[START OF SOURCE TEXT]

Do you know your donors?
Apparently, philanthropy was simple 120 years ago. Get robber barons to use donations to buy their way into society. New research shows what it takes to attract donors today.
Have you seen any of the new HBO show, The Gilded Age? Did you see the episode about "the two functions of charity?" If you missed it, here's the clip:
Hopefully those days are past, but it is a great reminder that donors give for different, frequently very personal reasons. It goes without saying that understanding what makes donors tick is the life's blood of development.
What Motivates A Donor? It has been nearly 30 years since the landmark The Seven Faces of Philanthropy: A New Approach to Cultivating Major Donors was published, giving nonprofits a view into seven different personality types of philanthropists. To be honest, my own experience with the seven faces concept was that people don't fit into neat, consistent categories like that. Instead, it was an invaluable reminder that not everyone was motivated by the same things that cause me to give and I needed to focus on what resonated with them.

[END OF SOURCE TEXT]

### WRITTEN REQUEST A
Translate this sentence from the passage on donors into Spanish: "Hopefully those days are past, but it is a great reminder that donors give for different, frequently very personal reasons."

[START OF DATA SECTION]

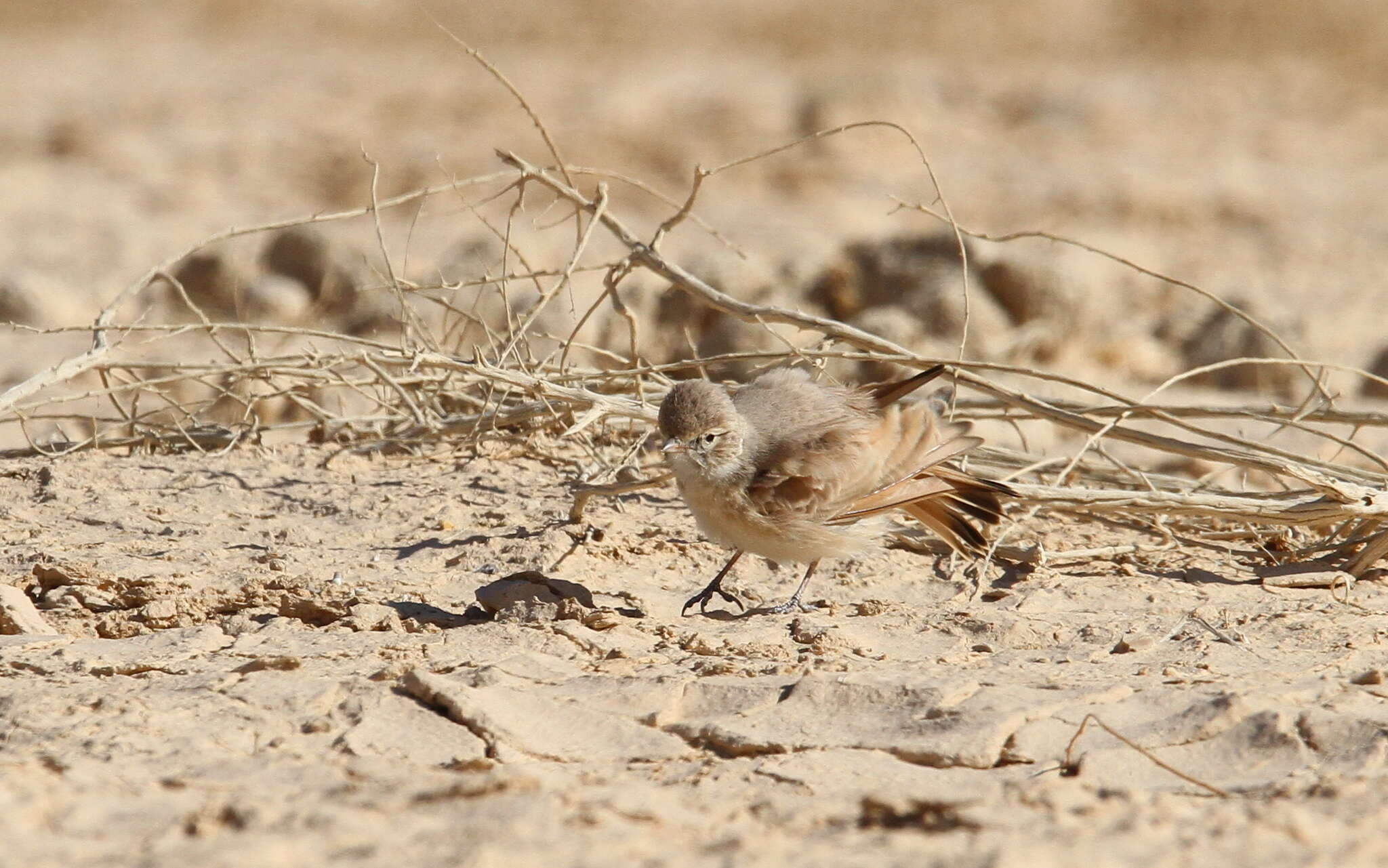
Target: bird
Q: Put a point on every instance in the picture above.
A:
(798, 471)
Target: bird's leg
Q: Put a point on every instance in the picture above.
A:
(794, 604)
(715, 588)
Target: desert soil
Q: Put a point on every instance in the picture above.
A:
(292, 656)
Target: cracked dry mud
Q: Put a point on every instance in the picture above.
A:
(264, 661)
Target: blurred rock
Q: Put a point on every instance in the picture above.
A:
(922, 276)
(214, 285)
(18, 615)
(17, 303)
(306, 256)
(1379, 367)
(1225, 335)
(1027, 292)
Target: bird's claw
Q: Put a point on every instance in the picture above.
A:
(704, 596)
(790, 606)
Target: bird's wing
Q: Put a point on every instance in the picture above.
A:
(893, 392)
(810, 439)
(911, 447)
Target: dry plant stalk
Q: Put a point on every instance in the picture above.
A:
(426, 390)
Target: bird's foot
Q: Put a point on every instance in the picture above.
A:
(794, 604)
(704, 596)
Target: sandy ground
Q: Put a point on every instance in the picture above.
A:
(263, 661)
(271, 659)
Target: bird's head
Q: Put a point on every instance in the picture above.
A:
(703, 431)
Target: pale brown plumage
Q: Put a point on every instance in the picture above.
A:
(790, 470)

[END OF DATA SECTION]

### WRITTEN REQUEST B
Turn the rows into a numbered list, starting at the line that contains "Target: bird's leg" and ending at the last line of the rows. Omit blank lines.

### FINAL RESULT A
Ojalá esos tiempos hayan quedado atrás, pero es un gran recordatorio de que los donantes dan por razones diferentes, con frecuencia muy personales.

### FINAL RESULT B
1. Target: bird's leg
2. Q: Put a point on every instance in the picture above.
3. A:
4. (794, 604)
5. (715, 588)
6. Target: desert soil
7. Q: Put a point on every instance in the picture above.
8. A:
9. (292, 656)
10. Target: cracked dry mud
11. Q: Put a point on every instance in the picture above.
12. A:
13. (264, 661)
14. Target: blurred rock
15. Q: Put a point on every instance in the picture above.
16. A:
17. (922, 276)
18. (214, 285)
19. (18, 615)
20. (17, 303)
21. (306, 256)
22. (1379, 367)
23. (1225, 335)
24. (1027, 292)
25. Target: bird's claw
26. Q: Put a point on every instance in the picture above.
27. A:
28. (704, 596)
29. (790, 606)
30. Target: bird's wing
31. Q: Put a point on every instance in the picture above.
32. A:
33. (893, 392)
34. (810, 439)
35. (911, 447)
36. Target: dry plant stalk
37. Q: Put a point on every instance in the picture above.
38. A:
39. (426, 390)
40. Target: bird's foot
41. Q: Put a point on every instance in the picture above.
42. A:
43. (794, 604)
44. (704, 596)
45. Target: sandy ground
46. Q: Put a point on every instance in the picture above.
47. A:
48. (263, 661)
49. (271, 659)
50. Target: bird's head
51. Q: Put a point on every instance in the picture above.
52. A:
53. (703, 431)
54. Target: pale brown plumage
55. Q: Put a point on every instance in the picture above.
56. A:
57. (790, 470)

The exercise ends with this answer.